TAREFA A RESOLVER>
Escreva a continuação do texto sobre a trajetória do Professor Eugenio Hackbart, começando logo depois da frase final sobre a medalha da Defesa Civil.

Um dos maiores orgulhos do Professsor Eugenio era o trabalho que fez de previsão do tempo para atividades esportivas ou de lazer como campeonatos de surfe.  Assessorou com a instalação de estações meteorológicas móveis no locais dos eventos campeonatos brasileiros e etapas internacionais de surfe profissional em São Paulo, Santa Catarina e Rio Grande do Sul. Atuou ainda nos festivais de balonismo em Torres, Curitiba e São Leopoldo. Participou, ademais, de etapas internacionais de natação realizadas na Lagoa dos Patos, em Tapes.

Monitoramento meteorológico em campeonatos de surfe em Santa Catarina que chegou a ter anotação de neve nas montanhas

Como associado da Sociedade Brasileira de Meteorologia participou de diversos simpósios e seminários nacionais e internacionais sobre Meteorologia. Foi sócio honorário da Associação dos Engenheiros e Arquitetos do Vale do Rio dos Sinos, criou, estruturou e coordenou durante seis anos a Comissão de  Meteorologia do COMITESINOS e atuou em projetos para revitalizar o Rio dos Sinos. Pelo seu trabalho e dedicação ao serviço público, Eugenio Hackbart foi agraciado com a medalha da Defesa Civil do Estado do Rio Grande do Sul, condecoração que recebeu também do Município de Porto Alegre.

DADOS DE ENTRADA>

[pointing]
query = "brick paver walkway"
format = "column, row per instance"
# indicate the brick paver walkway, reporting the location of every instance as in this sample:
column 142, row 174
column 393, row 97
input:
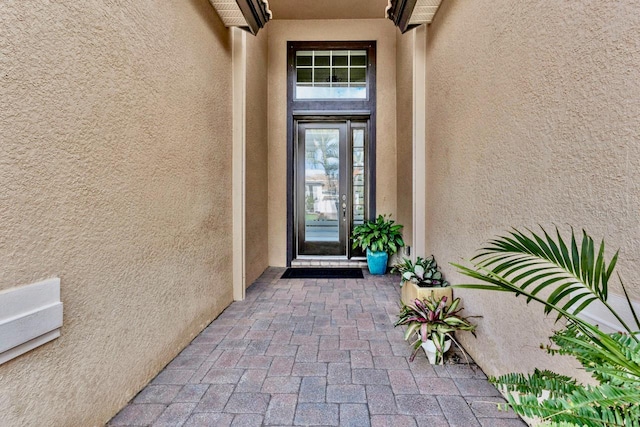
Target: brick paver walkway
column 313, row 352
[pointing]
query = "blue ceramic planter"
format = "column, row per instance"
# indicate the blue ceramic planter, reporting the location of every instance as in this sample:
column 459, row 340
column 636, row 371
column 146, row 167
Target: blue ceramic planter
column 377, row 262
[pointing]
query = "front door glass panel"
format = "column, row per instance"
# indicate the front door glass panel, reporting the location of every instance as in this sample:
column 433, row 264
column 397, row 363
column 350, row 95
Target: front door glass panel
column 322, row 185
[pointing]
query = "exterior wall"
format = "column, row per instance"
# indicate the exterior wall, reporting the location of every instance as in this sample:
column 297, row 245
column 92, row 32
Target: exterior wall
column 115, row 173
column 256, row 183
column 533, row 113
column 281, row 31
column 404, row 132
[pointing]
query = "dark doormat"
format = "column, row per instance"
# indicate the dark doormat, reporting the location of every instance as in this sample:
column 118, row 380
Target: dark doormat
column 323, row 273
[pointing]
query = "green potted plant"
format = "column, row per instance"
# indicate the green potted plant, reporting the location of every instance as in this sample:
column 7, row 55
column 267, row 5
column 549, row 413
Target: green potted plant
column 431, row 324
column 379, row 238
column 422, row 279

RESULTADO DA TAREFA>
O público conheceu o Professor Eugenio do rádio, do jornal e da internet, mas a mesma pessoa da imprensa era a da vida pessoal. Sempre solícito, cordial, amistoso e disposto a ajudar. Apesar de nascido em Morro Redondo, no Sul gaúcho, cidade que tinha adoração, estabeleceu-se em São Leopoldo e criou profundos laços na comunidade. Foi agraciado com o título de cidadão leopoldense na Câmara de Vereadores, por iniciativa do falecido vereador Henrique Prieto.

Eugenio vivia para a família e o trabalho. Torcedor do Grêmio, apaixonado por viver, tinha orgulho de São Leopoldo, a cidade que adotou como lar. Manteve-se em atividade até após os 80 anos. Mesmo fora dos microfones ou da rotina diária de previsão do tempo da MetSul, jamais deixou de contribuir com estatísticas históricas e informações relevantes de fenômenos meteorológicos incomuns ou extremos. Quando algo não estava certo, não hesitava em aconselhar. Quando algo saía muito certo, o seu elogio era uma certeza.

Foi quem trouxe de São Paulo em 2003 o meteorologista Luiz Fernando Nachtigall e avalizou em 2012 a vinda da meteorologista Estael Sias do Grupo RBS para a MetSul. Na chegada de Estael, organizou uma festa na churrascaria Schneider em São Leopoldo com flores e homenagens para a nova integrante da equipe.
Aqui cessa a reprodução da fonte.